- _Exercise brief_:
Read through the listing below and copy each line in which the word "query" occurs.

═══ Data for analysis ═══

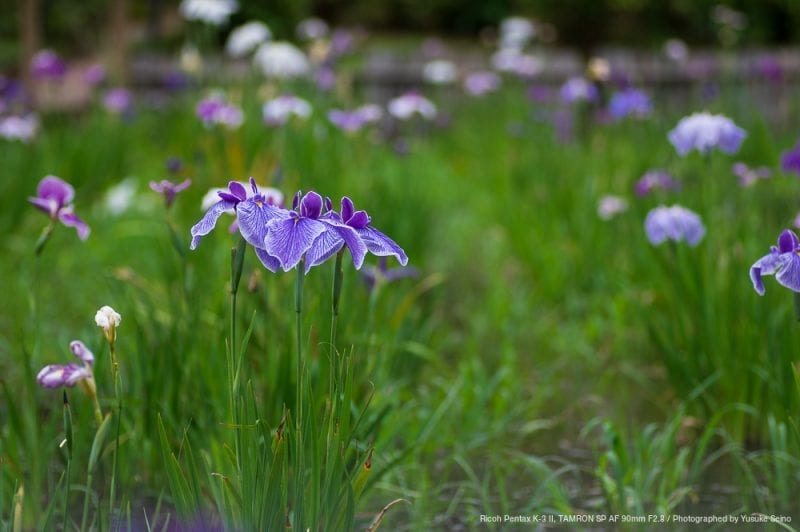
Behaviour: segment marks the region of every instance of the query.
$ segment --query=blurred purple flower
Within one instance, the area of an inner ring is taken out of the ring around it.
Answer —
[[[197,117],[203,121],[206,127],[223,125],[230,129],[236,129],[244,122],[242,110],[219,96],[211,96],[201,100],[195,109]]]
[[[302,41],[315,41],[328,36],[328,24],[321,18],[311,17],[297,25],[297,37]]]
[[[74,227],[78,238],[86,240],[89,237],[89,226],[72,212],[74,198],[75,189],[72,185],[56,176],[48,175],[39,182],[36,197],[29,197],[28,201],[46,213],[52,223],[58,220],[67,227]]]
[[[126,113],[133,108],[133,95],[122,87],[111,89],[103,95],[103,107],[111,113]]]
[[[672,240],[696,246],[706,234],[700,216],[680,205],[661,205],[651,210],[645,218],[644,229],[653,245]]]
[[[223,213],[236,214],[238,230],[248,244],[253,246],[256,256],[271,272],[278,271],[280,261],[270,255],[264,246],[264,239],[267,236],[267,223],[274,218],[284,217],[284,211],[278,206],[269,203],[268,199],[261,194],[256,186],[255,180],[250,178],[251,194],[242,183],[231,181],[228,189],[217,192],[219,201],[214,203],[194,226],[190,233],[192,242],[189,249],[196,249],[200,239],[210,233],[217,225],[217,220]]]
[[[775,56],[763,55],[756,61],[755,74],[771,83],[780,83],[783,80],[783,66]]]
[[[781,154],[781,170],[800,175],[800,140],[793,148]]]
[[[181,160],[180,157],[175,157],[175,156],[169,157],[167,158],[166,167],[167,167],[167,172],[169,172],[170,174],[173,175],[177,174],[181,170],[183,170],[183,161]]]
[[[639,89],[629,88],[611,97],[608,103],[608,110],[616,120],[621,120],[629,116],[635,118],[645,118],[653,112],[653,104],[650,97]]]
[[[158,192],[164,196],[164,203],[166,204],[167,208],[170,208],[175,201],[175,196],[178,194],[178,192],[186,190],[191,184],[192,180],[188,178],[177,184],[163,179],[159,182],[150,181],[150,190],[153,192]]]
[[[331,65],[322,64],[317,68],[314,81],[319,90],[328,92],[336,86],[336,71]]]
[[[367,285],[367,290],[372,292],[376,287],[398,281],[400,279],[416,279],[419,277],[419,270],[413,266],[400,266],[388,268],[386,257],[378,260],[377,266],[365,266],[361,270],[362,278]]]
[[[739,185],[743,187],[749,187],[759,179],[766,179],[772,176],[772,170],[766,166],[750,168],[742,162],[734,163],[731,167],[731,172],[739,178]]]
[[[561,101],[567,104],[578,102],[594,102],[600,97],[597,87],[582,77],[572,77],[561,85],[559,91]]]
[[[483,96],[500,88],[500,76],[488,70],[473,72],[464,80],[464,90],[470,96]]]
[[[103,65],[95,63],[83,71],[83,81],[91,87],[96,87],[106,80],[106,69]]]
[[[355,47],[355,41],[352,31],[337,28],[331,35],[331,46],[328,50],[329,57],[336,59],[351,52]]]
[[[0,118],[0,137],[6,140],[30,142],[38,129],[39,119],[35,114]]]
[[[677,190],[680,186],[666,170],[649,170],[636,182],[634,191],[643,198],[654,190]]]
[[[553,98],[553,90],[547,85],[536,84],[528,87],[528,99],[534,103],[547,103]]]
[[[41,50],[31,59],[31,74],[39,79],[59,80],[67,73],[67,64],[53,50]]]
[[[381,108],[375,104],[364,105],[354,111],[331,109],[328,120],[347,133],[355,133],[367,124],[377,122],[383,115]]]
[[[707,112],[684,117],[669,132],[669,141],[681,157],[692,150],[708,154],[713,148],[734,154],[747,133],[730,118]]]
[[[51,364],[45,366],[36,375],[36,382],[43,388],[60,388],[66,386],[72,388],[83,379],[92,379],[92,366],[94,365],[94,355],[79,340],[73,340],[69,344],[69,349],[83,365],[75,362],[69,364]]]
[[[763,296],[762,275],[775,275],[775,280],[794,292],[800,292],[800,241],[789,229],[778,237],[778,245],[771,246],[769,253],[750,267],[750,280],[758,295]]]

═══
═══ Data for analysis ═══

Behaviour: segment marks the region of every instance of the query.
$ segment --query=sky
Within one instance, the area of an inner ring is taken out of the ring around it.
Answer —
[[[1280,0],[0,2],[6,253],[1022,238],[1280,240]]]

═══

- _Answer_:
Behaviour: segment marks the region of every instance of the query.
$ segment --query=blurred purple flower
Behaviour: segment marks the region of every instance of the query.
$ segment --query=sky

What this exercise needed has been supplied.